_TEXTO EXTRAÍDO:_

---*---

En estos días, cuando la democracia ha sido burdamente avasallada en Venezuela -quien se apronta a gobernar en ese país por los próximos seis años no parece ser ni de cerca el candidato ganador en las urnas- resulta oportuno traer a colación la inigualable gesta que hace poco más de tres décadas devolvió al pueblo chileno la soberanía para elegir a sus autoridades y decidir el destino de la nación en elecciones populares. Ocho gobernantes, cinco hombres y una mujer (dos de ellos reelegidos para un segundo período) han sido impecablemente elegidos sin ninguna interrupción -ni reclamaciones- desde 1990.
Durante años la nuestra ha sido considerada como una democracia plena -son poco más de una veintena en el mundo- por la Unidad de Inteligencia de la revista The Economist. Aunque Chile salió hace poco de ese privilegiado grupo de países, sigue manteniéndose en la parte alta del ranking de las mejores democracias del mundo. Desde luego, ninguna contienda electoral ha sido manipulada por los incumbentes ni controvertida por sus opositores en treinta y tres años de ejercicio democrático (la última tuvo lugar en diciembre pasado con ocasión del plebiscito de salida del segundo proceso constitucional). Se trata de una virtud institucional del más alto valor que los chilenos hemos gestado y cultivado trabajosamente, porque la democracia es notablemente frágil -lo demuestra el hecho que actualmente una minoría de naciones en el mundo la gozan plenamente- y su interrupción por parte de sus enemigos suele resultar más fácil de lo que muchos de los que viven a su amparo están dispuestos a creer.

---*---

_LISTADO MOSTRADO:_
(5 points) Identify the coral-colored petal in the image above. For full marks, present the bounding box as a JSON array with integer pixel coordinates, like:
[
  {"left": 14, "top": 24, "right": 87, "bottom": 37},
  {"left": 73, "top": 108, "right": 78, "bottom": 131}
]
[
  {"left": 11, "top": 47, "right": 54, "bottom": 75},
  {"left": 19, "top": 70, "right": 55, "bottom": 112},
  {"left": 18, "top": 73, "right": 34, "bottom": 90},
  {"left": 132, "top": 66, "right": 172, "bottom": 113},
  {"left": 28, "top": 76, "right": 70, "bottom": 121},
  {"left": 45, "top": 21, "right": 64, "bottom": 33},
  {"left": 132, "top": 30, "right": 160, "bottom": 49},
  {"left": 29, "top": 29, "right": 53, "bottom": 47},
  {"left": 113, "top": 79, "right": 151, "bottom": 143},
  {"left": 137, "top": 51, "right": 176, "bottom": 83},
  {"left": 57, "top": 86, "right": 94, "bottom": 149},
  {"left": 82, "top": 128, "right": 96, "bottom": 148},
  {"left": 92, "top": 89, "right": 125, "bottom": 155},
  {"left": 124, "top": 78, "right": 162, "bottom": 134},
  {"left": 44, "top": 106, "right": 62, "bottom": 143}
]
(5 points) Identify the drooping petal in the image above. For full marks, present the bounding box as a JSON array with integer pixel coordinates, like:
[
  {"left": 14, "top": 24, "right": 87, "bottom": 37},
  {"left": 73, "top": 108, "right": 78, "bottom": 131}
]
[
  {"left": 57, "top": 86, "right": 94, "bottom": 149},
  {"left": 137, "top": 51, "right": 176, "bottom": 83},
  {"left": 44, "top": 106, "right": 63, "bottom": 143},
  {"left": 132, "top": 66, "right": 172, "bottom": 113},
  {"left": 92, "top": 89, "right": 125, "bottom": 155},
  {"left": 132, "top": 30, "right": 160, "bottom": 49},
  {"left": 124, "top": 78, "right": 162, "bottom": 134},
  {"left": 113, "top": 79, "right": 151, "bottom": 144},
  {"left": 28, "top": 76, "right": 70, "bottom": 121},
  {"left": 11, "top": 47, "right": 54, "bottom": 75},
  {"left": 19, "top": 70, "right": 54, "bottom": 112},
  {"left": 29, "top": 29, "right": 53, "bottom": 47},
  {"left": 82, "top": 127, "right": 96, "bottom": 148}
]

---*---

_ENUNCIADO 1:_ Devuelve sin cambios el pasaje del texto sobre la democracia en Chile que empieza con las palabras "En estos días, cuando" y termina con "reclamaciones- desde 1990.".
_ENUNCIADO 2:_ Según el texto sobre la democracia en Chile, ¿qué entidad consideró durante años a Chile una democracia plena?
El listado proviene de otra fuente.

_RESPUESTA COMPLETA 1:_
En estos días, cuando la democracia ha sido burdamente avasallada en Venezuela -quien se apronta a gobernar en ese país por los próximos seis años no parece ser ni de cerca el candidato ganador en las urnas- resulta oportuno traer a colación la inigualable gesta que hace poco más de tres décadas devolvió al pueblo chileno la soberanía para elegir a sus autoridades y decidir el destino de la nación en elecciones populares. Ocho gobernantes, cinco hombres y una mujer (dos de ellos reelegidos para un segundo período) han sido impecablemente elegidos sin ninguna interrupción -ni reclamaciones- desde 1990.

_RESPUESTA COMPLETA 2:_ La Unidad de Inteligencia de la revista The Economist.